- Task description:
Copy each entry verbatim, excluding its images.

- Data section:
####
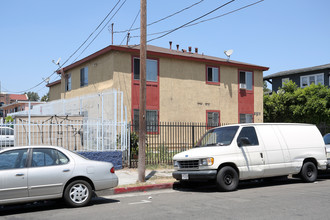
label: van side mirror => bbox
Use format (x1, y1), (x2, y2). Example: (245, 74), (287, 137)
(238, 137), (251, 147)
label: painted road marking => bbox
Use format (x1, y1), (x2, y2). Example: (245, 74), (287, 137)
(128, 200), (151, 205)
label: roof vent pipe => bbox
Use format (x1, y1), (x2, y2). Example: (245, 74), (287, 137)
(176, 44), (179, 51)
(195, 48), (198, 53)
(188, 47), (192, 53)
(169, 41), (172, 50)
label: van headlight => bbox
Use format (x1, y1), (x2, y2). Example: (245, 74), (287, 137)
(199, 158), (214, 166)
(173, 160), (179, 167)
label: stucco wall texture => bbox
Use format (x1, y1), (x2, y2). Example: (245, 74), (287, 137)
(50, 47), (266, 124)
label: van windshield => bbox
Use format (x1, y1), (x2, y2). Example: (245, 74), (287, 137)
(196, 126), (239, 147)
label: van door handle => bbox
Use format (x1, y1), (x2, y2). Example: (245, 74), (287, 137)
(260, 153), (263, 158)
(63, 169), (70, 172)
(16, 173), (24, 176)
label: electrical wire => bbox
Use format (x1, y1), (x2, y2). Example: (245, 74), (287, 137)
(72, 0), (127, 63)
(130, 0), (264, 39)
(119, 10), (140, 46)
(114, 0), (205, 34)
(61, 0), (121, 68)
(147, 0), (236, 43)
(4, 1), (122, 94)
(6, 0), (263, 94)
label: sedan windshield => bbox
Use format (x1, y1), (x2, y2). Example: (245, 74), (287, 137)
(196, 126), (239, 147)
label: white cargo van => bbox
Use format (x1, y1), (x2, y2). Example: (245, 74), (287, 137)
(172, 123), (327, 191)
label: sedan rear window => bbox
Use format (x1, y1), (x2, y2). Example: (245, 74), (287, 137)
(32, 148), (69, 167)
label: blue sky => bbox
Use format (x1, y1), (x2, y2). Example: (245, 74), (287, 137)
(1, 0), (329, 97)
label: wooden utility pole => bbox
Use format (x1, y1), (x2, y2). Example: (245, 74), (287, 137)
(138, 0), (147, 182)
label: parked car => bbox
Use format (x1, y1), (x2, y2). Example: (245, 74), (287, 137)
(0, 145), (118, 207)
(0, 126), (14, 147)
(173, 123), (327, 192)
(324, 133), (330, 168)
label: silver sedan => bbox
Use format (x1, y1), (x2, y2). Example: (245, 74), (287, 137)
(0, 145), (118, 207)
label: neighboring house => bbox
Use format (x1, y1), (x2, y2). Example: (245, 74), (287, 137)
(264, 63), (330, 92)
(0, 94), (29, 118)
(1, 101), (45, 118)
(47, 44), (269, 125)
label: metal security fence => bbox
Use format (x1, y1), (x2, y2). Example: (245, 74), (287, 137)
(1, 89), (129, 153)
(9, 89), (126, 122)
(129, 122), (232, 168)
(0, 118), (128, 152)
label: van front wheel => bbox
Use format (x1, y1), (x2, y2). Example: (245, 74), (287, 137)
(216, 166), (238, 192)
(300, 162), (317, 183)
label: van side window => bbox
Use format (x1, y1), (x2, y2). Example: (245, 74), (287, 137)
(237, 127), (259, 146)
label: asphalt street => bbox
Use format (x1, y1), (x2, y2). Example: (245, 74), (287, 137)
(2, 175), (330, 220)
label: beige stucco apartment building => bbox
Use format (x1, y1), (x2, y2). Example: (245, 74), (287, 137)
(47, 44), (268, 125)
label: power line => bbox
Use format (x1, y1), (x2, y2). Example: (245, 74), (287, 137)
(119, 9), (140, 45)
(130, 0), (264, 39)
(5, 1), (122, 94)
(61, 0), (122, 68)
(72, 0), (127, 63)
(114, 0), (205, 34)
(147, 0), (236, 43)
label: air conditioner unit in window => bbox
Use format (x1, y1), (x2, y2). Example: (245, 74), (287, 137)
(239, 83), (246, 89)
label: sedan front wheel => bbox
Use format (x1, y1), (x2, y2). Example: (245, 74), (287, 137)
(64, 180), (92, 207)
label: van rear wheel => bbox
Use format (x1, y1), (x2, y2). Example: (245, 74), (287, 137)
(300, 162), (317, 183)
(216, 166), (238, 192)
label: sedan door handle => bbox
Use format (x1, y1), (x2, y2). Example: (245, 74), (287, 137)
(16, 173), (24, 176)
(63, 169), (70, 172)
(260, 153), (263, 158)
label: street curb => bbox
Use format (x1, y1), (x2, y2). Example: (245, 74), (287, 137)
(114, 182), (174, 194)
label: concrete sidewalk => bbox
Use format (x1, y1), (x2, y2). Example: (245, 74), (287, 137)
(97, 168), (176, 196)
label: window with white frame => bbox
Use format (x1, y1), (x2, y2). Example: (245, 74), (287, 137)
(300, 73), (324, 88)
(282, 78), (289, 87)
(133, 58), (158, 82)
(240, 114), (253, 123)
(80, 67), (88, 87)
(239, 71), (253, 90)
(206, 66), (219, 84)
(65, 73), (71, 91)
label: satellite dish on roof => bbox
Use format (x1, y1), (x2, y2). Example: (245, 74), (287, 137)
(224, 49), (233, 61)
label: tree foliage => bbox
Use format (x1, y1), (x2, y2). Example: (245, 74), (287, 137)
####
- Answer for the task:
label: van side mirror => bbox
Use format (x1, y1), (x2, y2). Example: (245, 74), (287, 137)
(238, 137), (251, 147)
label: painted road marking => bbox
Use format (x1, y1), (x2, y2). Example: (245, 74), (287, 137)
(128, 200), (151, 205)
label: roof vent pipe => bbox
Use format (x1, y1), (x2, y2). Example: (245, 74), (287, 137)
(176, 44), (179, 51)
(195, 48), (198, 53)
(188, 47), (192, 53)
(169, 41), (172, 50)
label: van headlight => bbox
Use format (x1, y1), (x2, y2). Example: (245, 74), (287, 137)
(199, 158), (214, 166)
(173, 160), (179, 167)
label: stucco wall texture => bbox
Use format (x1, y1), (x2, y2). Example: (245, 74), (287, 137)
(50, 47), (266, 124)
label: van windshield => bbox
Use format (x1, y1), (x2, y2). Example: (245, 74), (287, 137)
(196, 126), (239, 147)
label: van door handle => bbox
Use format (x1, y1), (x2, y2). Example: (245, 74), (287, 137)
(260, 153), (263, 158)
(63, 169), (70, 172)
(16, 173), (24, 176)
label: electrical wire => bbox
Use format (x1, y1), (x2, y2). Example: (245, 74), (287, 137)
(72, 0), (127, 63)
(130, 0), (264, 39)
(119, 10), (140, 46)
(114, 0), (205, 34)
(61, 0), (121, 68)
(147, 0), (236, 43)
(4, 1), (122, 94)
(6, 0), (263, 94)
label: sedan windshield => bbox
Use format (x1, y1), (x2, y2). Example: (245, 74), (287, 137)
(196, 126), (239, 147)
label: white cargo van => bbox
Use format (x1, y1), (x2, y2). Example: (245, 74), (287, 137)
(172, 123), (327, 191)
label: sedan rear window => bbox
Use format (x1, y1), (x2, y2). Example: (245, 74), (287, 137)
(32, 148), (69, 167)
label: blue sky => bbox
Use format (x1, y1), (x2, y2). Example: (245, 74), (287, 137)
(1, 0), (329, 97)
label: wooden utility pole => bbox
Use format (x1, y1), (x2, y2). Example: (245, 74), (287, 137)
(138, 0), (147, 182)
label: parked car => bbox
Use format (x1, y1), (x2, y2). Example: (245, 74), (287, 137)
(0, 145), (118, 207)
(0, 126), (14, 147)
(173, 123), (327, 192)
(324, 133), (330, 168)
label: silver sedan => bbox
Use format (x1, y1), (x2, y2). Example: (245, 74), (287, 137)
(0, 145), (118, 207)
label: neighboring house => bbox
Use format (x1, y1), (x2, y2). Example: (245, 74), (287, 137)
(264, 63), (330, 92)
(0, 94), (29, 118)
(1, 101), (45, 118)
(47, 44), (269, 125)
label: metal security fence => bbox
Use format (x1, y1), (x2, y2). Example: (245, 74), (287, 137)
(1, 89), (129, 153)
(9, 89), (126, 122)
(129, 122), (232, 168)
(0, 118), (128, 152)
label: van front wheel => bbox
Use format (x1, y1), (x2, y2). Example: (245, 74), (287, 137)
(216, 166), (238, 192)
(300, 162), (317, 183)
label: van side window => bbox
Use format (x1, y1), (x2, y2). Example: (245, 74), (287, 137)
(237, 127), (259, 146)
label: asphalt street => bbox
Use format (x1, y1), (x2, y2). Example: (245, 74), (287, 137)
(2, 175), (330, 220)
label: beige stucco apartment building => bbox
Use format (x1, y1), (x2, y2). Example: (245, 74), (287, 137)
(47, 44), (268, 125)
label: power line => bbox
Use format (x1, y1), (x2, y2). Example: (245, 74), (287, 137)
(119, 9), (140, 45)
(130, 0), (264, 39)
(5, 1), (122, 94)
(61, 0), (122, 68)
(72, 0), (127, 63)
(114, 0), (205, 34)
(147, 0), (236, 43)
label: air conditioner unit in window => bbox
Use format (x1, y1), (x2, y2). Example: (245, 74), (287, 137)
(239, 83), (246, 89)
label: sedan front wheel => bbox
Use format (x1, y1), (x2, y2). Example: (245, 74), (287, 137)
(64, 180), (92, 207)
label: van rear wheel => bbox
Use format (x1, y1), (x2, y2). Example: (245, 74), (287, 137)
(300, 162), (317, 183)
(216, 166), (238, 192)
label: sedan door handle => bbox
Use format (x1, y1), (x2, y2). Example: (245, 74), (287, 137)
(16, 173), (24, 176)
(63, 169), (70, 172)
(260, 153), (263, 158)
label: street curb => bbox
Use format (x1, y1), (x2, y2). Example: (245, 74), (287, 137)
(114, 182), (174, 194)
label: concrete sidewalk => bbox
Use format (x1, y1), (x2, y2). Example: (245, 74), (287, 137)
(97, 168), (176, 196)
label: window with white frame => bbox
Use format (x1, y1), (x2, y2). Example: (245, 74), (287, 137)
(300, 73), (324, 88)
(282, 78), (289, 87)
(133, 58), (158, 82)
(240, 114), (253, 123)
(80, 67), (88, 87)
(239, 71), (253, 90)
(206, 66), (219, 84)
(65, 73), (71, 91)
label: satellite dish on roof => bbox
Use format (x1, y1), (x2, y2). Example: (245, 74), (287, 137)
(224, 49), (233, 61)
label: tree foliage => bbox
Use format (x1, y1), (x2, y2). Example: (245, 74), (287, 137)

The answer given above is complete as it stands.